Objective
Copy out the data below word for word, starting with the line that contains "mask --target=shrub --return=outline" and ending with the last line of the data.

Region segmentation data
***

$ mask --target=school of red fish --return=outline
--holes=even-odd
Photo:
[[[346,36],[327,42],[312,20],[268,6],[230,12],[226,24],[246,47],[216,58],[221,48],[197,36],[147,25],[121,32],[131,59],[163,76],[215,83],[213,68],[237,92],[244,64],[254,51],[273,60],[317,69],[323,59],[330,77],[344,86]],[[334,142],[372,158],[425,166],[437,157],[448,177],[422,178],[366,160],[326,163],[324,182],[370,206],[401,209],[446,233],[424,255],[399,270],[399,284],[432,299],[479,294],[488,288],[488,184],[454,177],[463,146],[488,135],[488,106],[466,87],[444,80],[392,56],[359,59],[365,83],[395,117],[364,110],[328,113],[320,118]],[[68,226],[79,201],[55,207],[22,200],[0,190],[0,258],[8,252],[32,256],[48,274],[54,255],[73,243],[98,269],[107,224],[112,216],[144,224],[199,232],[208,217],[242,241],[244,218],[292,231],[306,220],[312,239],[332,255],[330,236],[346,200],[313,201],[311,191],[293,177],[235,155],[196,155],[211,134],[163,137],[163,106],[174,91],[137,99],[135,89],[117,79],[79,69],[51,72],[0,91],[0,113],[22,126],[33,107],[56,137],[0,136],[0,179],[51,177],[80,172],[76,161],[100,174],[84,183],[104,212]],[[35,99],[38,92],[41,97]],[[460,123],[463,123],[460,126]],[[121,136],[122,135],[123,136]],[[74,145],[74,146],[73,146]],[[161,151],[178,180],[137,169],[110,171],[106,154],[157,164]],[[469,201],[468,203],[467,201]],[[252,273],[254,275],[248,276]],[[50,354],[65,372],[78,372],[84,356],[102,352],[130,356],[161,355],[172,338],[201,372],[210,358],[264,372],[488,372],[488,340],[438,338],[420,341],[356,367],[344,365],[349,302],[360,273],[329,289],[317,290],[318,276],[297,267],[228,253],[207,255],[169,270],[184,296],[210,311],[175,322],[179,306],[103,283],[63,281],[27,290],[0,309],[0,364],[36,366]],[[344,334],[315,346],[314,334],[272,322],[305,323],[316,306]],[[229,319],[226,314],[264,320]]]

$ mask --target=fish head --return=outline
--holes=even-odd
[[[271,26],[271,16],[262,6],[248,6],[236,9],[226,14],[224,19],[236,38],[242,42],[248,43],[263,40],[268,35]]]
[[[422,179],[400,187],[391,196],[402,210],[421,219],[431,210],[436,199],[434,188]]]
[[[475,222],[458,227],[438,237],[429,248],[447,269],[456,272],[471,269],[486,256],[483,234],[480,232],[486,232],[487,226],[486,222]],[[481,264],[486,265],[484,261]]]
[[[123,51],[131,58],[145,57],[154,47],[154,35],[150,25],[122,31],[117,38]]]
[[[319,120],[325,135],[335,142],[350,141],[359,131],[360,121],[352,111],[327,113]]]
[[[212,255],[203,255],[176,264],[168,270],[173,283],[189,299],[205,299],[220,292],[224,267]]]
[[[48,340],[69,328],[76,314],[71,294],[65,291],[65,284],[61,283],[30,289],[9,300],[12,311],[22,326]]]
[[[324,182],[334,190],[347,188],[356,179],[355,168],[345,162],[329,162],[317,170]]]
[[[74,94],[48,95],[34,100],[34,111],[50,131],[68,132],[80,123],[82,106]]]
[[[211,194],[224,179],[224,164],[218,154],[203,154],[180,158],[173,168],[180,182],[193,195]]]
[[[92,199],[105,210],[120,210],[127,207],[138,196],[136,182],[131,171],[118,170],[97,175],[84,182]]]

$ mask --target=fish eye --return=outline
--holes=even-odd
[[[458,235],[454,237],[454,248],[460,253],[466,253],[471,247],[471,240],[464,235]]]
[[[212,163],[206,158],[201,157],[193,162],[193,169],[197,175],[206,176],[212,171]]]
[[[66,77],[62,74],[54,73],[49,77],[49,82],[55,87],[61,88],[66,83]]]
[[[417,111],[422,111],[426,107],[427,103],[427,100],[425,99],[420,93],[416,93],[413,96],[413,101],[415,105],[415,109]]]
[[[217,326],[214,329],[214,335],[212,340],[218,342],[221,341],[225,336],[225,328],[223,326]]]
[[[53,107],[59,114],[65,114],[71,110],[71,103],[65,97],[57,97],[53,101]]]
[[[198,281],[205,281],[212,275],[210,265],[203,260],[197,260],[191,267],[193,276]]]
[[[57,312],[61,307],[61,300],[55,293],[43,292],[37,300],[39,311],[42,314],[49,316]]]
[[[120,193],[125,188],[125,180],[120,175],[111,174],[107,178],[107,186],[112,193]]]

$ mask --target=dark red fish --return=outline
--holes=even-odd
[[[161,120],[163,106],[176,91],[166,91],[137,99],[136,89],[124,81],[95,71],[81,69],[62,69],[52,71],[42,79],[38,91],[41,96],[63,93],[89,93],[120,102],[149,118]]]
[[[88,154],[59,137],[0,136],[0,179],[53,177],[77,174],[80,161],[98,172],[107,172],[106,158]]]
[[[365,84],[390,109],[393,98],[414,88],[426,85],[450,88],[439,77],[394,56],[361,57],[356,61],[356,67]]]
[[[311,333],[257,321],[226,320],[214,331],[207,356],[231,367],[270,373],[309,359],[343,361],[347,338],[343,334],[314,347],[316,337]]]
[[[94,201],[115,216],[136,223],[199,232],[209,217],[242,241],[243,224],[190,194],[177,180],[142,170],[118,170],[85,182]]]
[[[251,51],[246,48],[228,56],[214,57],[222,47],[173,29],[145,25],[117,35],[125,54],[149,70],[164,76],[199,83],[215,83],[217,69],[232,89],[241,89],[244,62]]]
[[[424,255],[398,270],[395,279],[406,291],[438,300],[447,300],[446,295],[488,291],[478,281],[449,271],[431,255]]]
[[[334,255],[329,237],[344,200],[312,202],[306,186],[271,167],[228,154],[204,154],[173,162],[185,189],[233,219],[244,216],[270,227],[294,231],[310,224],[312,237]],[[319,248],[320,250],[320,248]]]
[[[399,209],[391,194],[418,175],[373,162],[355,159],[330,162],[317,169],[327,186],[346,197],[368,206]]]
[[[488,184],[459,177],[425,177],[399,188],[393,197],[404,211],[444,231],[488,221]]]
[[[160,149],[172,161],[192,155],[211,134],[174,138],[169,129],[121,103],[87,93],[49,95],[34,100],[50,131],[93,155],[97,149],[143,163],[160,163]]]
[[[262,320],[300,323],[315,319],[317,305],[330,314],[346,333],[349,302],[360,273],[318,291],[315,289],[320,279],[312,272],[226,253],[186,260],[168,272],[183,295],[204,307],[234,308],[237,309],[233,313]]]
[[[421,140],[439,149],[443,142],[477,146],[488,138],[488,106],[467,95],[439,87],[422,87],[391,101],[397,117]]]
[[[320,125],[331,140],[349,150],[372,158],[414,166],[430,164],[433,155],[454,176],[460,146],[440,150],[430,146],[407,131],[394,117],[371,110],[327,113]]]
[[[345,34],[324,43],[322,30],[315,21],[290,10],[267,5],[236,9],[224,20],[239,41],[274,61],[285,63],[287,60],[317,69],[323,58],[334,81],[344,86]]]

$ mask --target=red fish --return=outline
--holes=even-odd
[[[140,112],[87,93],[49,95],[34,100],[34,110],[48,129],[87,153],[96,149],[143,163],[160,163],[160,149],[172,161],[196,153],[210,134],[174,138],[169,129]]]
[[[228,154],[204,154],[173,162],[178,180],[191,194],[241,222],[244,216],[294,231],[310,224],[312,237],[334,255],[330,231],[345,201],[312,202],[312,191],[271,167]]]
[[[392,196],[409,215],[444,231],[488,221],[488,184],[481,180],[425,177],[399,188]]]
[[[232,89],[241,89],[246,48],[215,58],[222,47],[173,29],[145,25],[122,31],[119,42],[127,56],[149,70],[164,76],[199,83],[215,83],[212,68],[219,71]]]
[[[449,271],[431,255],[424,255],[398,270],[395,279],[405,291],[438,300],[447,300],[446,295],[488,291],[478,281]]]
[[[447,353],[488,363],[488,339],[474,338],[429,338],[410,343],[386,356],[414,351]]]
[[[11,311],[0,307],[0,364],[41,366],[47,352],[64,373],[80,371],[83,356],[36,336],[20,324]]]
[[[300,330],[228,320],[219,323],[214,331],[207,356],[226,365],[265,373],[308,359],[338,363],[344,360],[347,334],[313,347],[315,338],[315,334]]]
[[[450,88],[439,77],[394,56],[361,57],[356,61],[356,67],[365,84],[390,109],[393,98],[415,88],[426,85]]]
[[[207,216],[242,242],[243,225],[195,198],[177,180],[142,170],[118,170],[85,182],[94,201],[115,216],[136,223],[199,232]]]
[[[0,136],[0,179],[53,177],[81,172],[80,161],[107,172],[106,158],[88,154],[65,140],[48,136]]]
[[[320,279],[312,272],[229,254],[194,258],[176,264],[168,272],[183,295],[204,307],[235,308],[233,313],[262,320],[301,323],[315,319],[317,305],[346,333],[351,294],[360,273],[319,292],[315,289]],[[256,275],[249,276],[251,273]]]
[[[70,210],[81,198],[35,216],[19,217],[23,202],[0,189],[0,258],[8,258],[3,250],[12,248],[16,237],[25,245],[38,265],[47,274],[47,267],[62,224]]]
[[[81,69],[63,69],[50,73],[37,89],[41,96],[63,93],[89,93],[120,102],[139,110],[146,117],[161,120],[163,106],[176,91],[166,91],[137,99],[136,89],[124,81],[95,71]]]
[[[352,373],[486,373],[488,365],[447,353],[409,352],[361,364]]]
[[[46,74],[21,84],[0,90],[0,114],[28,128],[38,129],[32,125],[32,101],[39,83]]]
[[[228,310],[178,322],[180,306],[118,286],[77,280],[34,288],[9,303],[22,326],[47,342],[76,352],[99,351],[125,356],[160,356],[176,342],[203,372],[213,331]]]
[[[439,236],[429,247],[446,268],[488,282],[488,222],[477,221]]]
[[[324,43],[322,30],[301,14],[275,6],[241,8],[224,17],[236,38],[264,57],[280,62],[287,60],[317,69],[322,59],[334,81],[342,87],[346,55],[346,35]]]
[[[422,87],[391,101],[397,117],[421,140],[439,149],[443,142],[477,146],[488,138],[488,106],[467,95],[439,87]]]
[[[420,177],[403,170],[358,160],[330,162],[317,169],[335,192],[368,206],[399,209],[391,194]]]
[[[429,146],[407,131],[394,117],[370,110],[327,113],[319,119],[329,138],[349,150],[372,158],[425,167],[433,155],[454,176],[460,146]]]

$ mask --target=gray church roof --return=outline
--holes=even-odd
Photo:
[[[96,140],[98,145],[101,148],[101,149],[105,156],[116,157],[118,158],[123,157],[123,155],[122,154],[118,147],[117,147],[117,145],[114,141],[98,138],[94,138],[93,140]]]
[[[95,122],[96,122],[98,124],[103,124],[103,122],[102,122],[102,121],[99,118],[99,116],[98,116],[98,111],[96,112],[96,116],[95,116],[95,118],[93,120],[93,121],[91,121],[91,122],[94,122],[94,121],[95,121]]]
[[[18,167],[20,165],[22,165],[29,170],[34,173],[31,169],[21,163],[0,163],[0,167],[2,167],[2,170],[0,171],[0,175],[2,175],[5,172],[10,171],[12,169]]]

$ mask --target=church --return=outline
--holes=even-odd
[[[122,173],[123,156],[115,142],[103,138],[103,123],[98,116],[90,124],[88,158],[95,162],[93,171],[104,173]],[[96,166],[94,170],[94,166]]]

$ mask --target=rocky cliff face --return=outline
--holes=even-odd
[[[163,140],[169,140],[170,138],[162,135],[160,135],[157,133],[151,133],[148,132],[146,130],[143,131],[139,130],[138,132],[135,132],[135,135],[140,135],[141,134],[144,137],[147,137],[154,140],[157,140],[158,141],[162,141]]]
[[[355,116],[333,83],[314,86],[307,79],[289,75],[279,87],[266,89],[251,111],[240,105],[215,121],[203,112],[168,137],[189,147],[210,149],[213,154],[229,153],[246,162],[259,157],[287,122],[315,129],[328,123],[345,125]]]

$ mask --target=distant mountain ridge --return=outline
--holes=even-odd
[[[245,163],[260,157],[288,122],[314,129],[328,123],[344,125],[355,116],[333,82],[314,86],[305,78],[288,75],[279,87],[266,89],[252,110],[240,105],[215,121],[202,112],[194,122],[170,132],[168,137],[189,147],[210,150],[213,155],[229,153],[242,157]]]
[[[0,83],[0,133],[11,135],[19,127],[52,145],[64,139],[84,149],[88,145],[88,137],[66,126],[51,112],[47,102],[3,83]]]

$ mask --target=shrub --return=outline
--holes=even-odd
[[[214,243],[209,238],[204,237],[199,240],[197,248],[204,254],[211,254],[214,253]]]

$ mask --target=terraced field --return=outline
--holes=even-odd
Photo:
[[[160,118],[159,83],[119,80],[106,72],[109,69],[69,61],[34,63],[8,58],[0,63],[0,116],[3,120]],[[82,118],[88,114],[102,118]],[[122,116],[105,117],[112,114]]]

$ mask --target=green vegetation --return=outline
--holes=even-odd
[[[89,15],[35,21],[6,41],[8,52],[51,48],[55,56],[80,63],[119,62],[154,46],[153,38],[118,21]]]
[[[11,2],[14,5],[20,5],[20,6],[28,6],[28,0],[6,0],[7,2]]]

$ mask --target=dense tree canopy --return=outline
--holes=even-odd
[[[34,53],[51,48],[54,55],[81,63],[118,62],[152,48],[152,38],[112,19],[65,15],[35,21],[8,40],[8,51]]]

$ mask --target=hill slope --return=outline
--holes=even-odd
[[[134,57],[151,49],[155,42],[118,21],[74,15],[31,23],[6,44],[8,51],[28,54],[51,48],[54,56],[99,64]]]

***

Exercise solution
$ mask --target=shrub --return=outline
--holes=even-odd
[[[214,243],[209,238],[204,237],[199,240],[197,248],[204,254],[211,254],[214,253]]]

$ mask --target=terraced field --return=outline
--holes=even-odd
Photo:
[[[160,118],[159,83],[119,80],[106,72],[109,69],[69,61],[34,63],[8,58],[0,63],[0,116],[3,120]],[[82,118],[88,114],[102,118]],[[122,116],[105,117],[112,114]]]

$ mask --target=green vegetation --return=outline
--holes=even-odd
[[[89,15],[35,21],[6,41],[8,52],[51,48],[55,56],[80,63],[119,62],[154,46],[153,38],[118,21]]]
[[[11,2],[14,5],[20,5],[20,6],[28,6],[28,0],[6,0],[7,2]]]

$ mask --target=dense tree canopy --return=outline
--holes=even-odd
[[[34,53],[51,48],[54,55],[81,63],[118,62],[152,48],[152,38],[112,19],[65,15],[35,21],[8,40],[8,51]]]

$ mask --target=hill slope --return=outline
--holes=even-odd
[[[134,57],[151,49],[155,42],[118,21],[74,15],[31,23],[6,44],[8,51],[28,54],[51,48],[54,56],[99,64]]]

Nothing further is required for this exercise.